§ SELECTED TEXT
BEGIN

In conclusion, OSA may promote neurodegenerative changes resulting from all three of its main consequences: IH, SF, and EDS [40, 43]. These have a deleterious impact on cortical and hippocampal networks, causing degeneration and necrosis of neurons, which leads to memory impairment, cognitive decline and progression to MCI and AD.

FUTURE PERSPECTIVE

Although some double-blinded, placebo-controlled clinical trials addressed the effects of CPAP, other RCTs are also needed in order to improve the current methodological issues, which are related to design, sample size and recruitment. Hence, larger and more powered samples, as well as different recruitment establishments (not only in OSA and CPAP therapeutic centers) will benefit empirical research the most. Moreover, future RCTs should consider other aspects besides OSA severity (mild, moderate, and severe), namely disease duration, hypoxemia and fragmented sleep severity, and presence of other comorbidities. As mentioned before, RCTs of CPAP in MCI patients with co-affected OSA should also be conducted. Lastly, future prospective studies among MCI patients should include a clear definition of the dementia disorder developed during the follow-up (AD versus other dementias), by using the current biomarkers-based criteria for diagnosis, with a regular time frame to evaluate CPAP compliance and efficacy concerning cognitive decline.

END

[Dataset entries]

BEGIN

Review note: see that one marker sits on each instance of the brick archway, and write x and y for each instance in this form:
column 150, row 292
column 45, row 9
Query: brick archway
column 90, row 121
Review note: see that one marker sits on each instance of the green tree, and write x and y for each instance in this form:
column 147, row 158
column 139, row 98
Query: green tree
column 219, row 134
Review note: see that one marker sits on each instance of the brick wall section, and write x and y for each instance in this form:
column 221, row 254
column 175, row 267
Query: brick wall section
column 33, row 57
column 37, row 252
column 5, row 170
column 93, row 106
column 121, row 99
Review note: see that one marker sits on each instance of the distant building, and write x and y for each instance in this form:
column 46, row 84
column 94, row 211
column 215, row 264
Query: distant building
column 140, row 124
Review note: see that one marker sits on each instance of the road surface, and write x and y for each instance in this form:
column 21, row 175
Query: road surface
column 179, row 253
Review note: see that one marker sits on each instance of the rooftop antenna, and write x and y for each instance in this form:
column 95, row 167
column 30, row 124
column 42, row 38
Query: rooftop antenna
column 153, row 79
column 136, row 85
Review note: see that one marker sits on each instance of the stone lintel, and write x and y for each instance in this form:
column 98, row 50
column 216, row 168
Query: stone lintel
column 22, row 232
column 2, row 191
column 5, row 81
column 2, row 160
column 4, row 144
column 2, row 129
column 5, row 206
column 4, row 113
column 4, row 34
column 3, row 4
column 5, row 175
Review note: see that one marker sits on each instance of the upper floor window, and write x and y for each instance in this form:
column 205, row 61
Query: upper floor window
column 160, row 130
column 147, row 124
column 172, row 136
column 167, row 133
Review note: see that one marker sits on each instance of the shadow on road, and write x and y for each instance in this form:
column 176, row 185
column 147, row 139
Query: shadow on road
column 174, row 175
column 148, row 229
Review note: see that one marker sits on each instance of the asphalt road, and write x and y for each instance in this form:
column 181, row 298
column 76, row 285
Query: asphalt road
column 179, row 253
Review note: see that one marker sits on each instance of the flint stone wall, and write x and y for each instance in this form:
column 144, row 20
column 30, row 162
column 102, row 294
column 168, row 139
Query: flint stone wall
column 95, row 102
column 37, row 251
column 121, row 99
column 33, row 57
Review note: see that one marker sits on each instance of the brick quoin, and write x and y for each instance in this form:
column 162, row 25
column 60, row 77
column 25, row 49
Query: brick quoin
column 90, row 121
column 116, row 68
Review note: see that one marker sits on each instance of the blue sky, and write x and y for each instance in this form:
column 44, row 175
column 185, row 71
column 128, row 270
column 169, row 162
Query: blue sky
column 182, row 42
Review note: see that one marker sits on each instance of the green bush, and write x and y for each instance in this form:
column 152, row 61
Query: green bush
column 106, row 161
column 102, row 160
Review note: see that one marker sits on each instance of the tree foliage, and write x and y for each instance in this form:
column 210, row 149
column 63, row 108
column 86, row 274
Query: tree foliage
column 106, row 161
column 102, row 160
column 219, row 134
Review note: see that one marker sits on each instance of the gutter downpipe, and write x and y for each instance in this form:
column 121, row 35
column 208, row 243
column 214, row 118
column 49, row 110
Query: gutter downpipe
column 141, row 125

END

§ WHAT YOU HAVE TO DO
Resume the passage on obstructive sleep apnea and cognitive decline, picking up right after its final sentence.

§ TASK RESULT
Most studies have focused on improving cognitive deficits or delaying the cognitive decline by using CPAP to treat an OSA condition; however, adherence to CPAP treatment remains the main target for studies since the poor compliance to CPAP represents an evident obstacle. Although there are other and emerging treatment options for OSA, namely specific drugs (solriamfetol and pitolisant for treating EDS associated with OSA [116, 117] or Atomoxetine and Oxybutynin for reducing OSA severity [31]), oral appliances, behavioral/lifestyle modifications, surgery and/or a combination of approaches, it is still unclear if these OSA treatment options have similar positive effects on sleep and cognitive functioning as CPAP treatment. In particular, by using an approved drug for cognitive impairment and AD, Moraes and colleagues [118] examined the effects of donepezil on OSA in a double-blind, placebo-controlled study including AD patients. The authors reported the significant improvement of AHI, oxygen saturation parameters, REM sleep duration, dementias assessments and cognitive scores in the arm of patients treated with donepezil for 3 months when compared to placebo. Hence, future studies should also consider examining the effects of these other treatments on neuropsychological functioning in MCI and AD patients, addressing the possibility of using pharmacological treatments for OSA in MCI and AD patients.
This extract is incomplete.